Any regular expression would probably turn out with the same problem, what you need is to sanitize your entries or strings, either by escaping your commas or by highlighting strings this way: "My string". Otherwise you will have the same problem. Good luck.

For your example you would probably need to do something like:

\"Christopher Bass\",\"Cry\, the Beloved Country Final Essay\",\"cbass@cgs.k12.va.us\"

That way you could use a regexp or even the same method from the NSString class.

Not related at all, but the importance of sanitizing strings: http://xkcd.com/327/ hehehe.

..........

PROBLEMS TO WORK ON:
[1] In the forum answer on sanitizing strings, give the passage from "Any regular expression" to "strings: http://xkcd.com/327/ hehehe." again, switching "NSString" to "NSScanner".
[2] Answer these questions using the forum answer on sanitizing strings:
(a) What are the two ways it suggests for sanitizing entries or strings?
(b) Which class is named as having a method that could be used?
(c) What web address is given about the importance of sanitizing strings?
[3] List every value that the example string in the forum answer on sanitizing strings encloses in escaped quotation marks.

AVAILABLE DATA:
..........

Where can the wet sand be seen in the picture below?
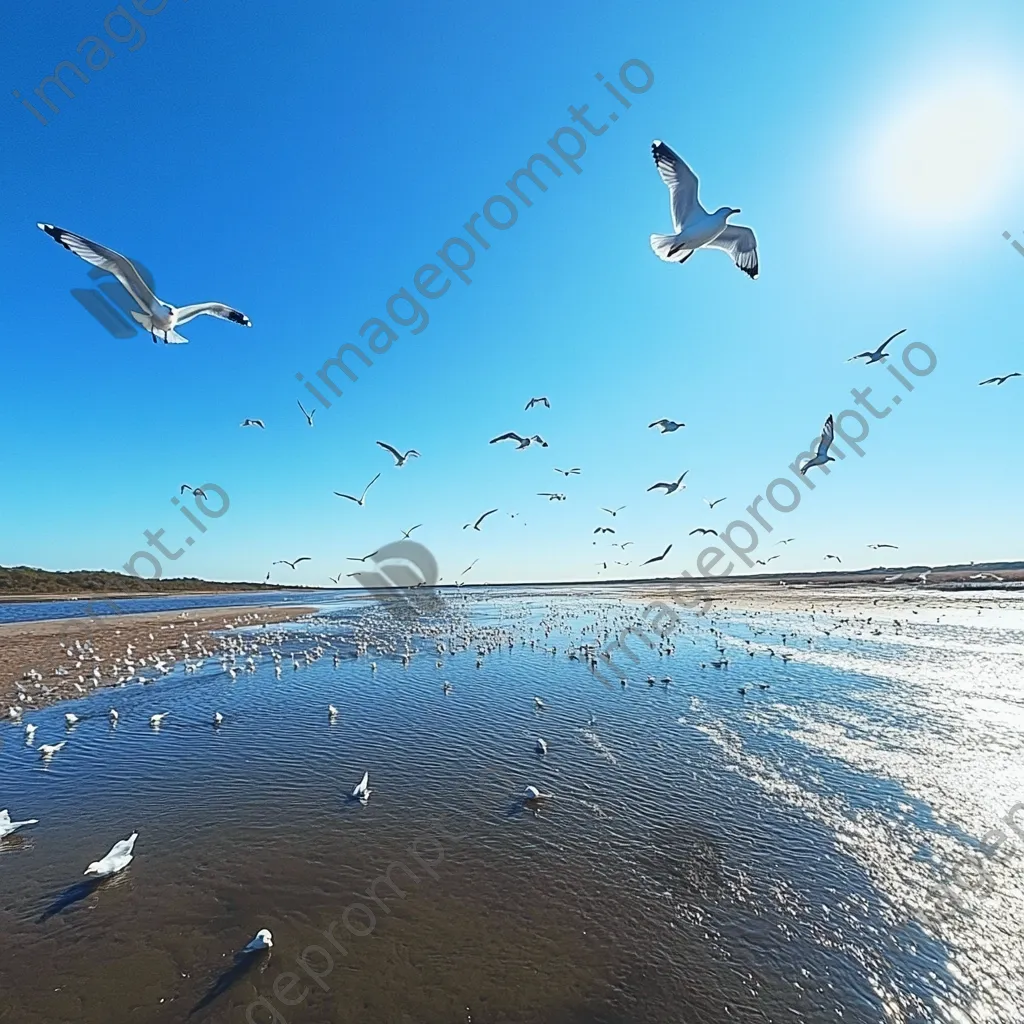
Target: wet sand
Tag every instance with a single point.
(42, 646)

..........

EXPECTED ANSWERS:
[1]
Any regular expression would probably turn out with the same problem, what you need is to sanitize your entries or strings, either by escaping your commas or by highlighting strings this way: "My string". Otherwise you will have the same problem. Good luck.

For your example you would probably need to do something like:

\"Christopher Bass\",\"Cry\, the Beloved Country Final Essay\",\"cbass@cgs.k12.va.us\"

That way you could use a regexp or even the same method from the NSScanner class.

Not related at all, but the importance of sanitizing strings: http://xkcd.com/327/ hehehe.

[2]
(a) Escaping the commas, or highlighting strings with quotation marks, as in "My string".
(b) The NSString class.
(c) http://xkcd.com/327/

[3]
Christopher Bass
Cry\, the Beloved Country Final Essay
cbass@cgs.k12.va.us